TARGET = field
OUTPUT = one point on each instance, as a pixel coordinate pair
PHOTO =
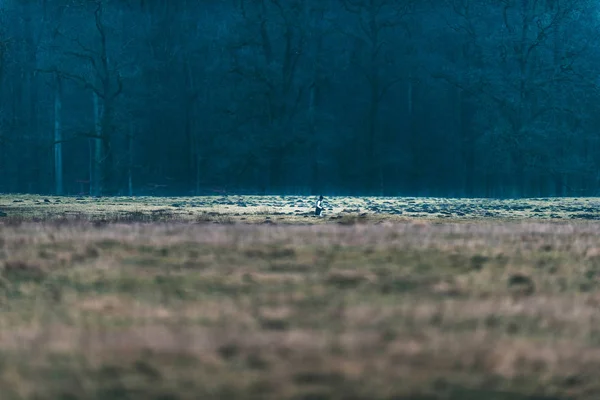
(239, 297)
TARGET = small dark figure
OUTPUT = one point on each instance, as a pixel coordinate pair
(319, 207)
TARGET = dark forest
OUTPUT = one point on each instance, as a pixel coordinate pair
(448, 98)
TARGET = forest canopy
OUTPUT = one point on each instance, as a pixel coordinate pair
(381, 97)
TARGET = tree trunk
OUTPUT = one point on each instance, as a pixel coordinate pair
(96, 175)
(58, 164)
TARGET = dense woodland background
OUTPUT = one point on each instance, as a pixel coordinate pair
(386, 97)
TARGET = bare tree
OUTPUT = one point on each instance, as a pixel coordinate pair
(377, 21)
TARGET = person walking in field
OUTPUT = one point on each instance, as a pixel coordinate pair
(319, 207)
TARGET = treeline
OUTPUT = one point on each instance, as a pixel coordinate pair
(384, 97)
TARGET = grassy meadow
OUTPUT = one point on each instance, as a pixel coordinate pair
(250, 297)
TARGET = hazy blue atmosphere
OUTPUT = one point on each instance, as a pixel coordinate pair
(383, 97)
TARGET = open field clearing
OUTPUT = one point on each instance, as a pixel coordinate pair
(293, 209)
(98, 304)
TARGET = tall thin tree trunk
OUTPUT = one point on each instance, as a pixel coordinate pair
(130, 162)
(97, 146)
(58, 164)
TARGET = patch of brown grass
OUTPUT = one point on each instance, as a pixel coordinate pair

----

- [What to work on] Reproduce verbatim the stretch from the line containing "TARGET = treeline" through the final line of the items, including both of those lines.

- [Response to the exercise]
TARGET = treeline
OUTPUT = one point on each instance, as a pixel coordinate pair
(384, 97)
TARGET = grassy meadow
OUTPUT = one point on each instance, as a pixel coordinate pair
(250, 297)
TARGET = hazy blue atmosphere
OUTPUT = one point on each instance, as a pixel coordinate pair
(383, 97)
TARGET = open field clearing
OUTPUT = one point on each instance, as a pixel coordinate pair
(293, 209)
(98, 304)
TARGET = tall thin tree trunk
OUTPUT = one point on each instance, as a pixel coordinate pair
(130, 162)
(97, 146)
(58, 164)
TARGET = patch of brown grass
OUTPUT = one point on each instance, as a pixel coordinate pair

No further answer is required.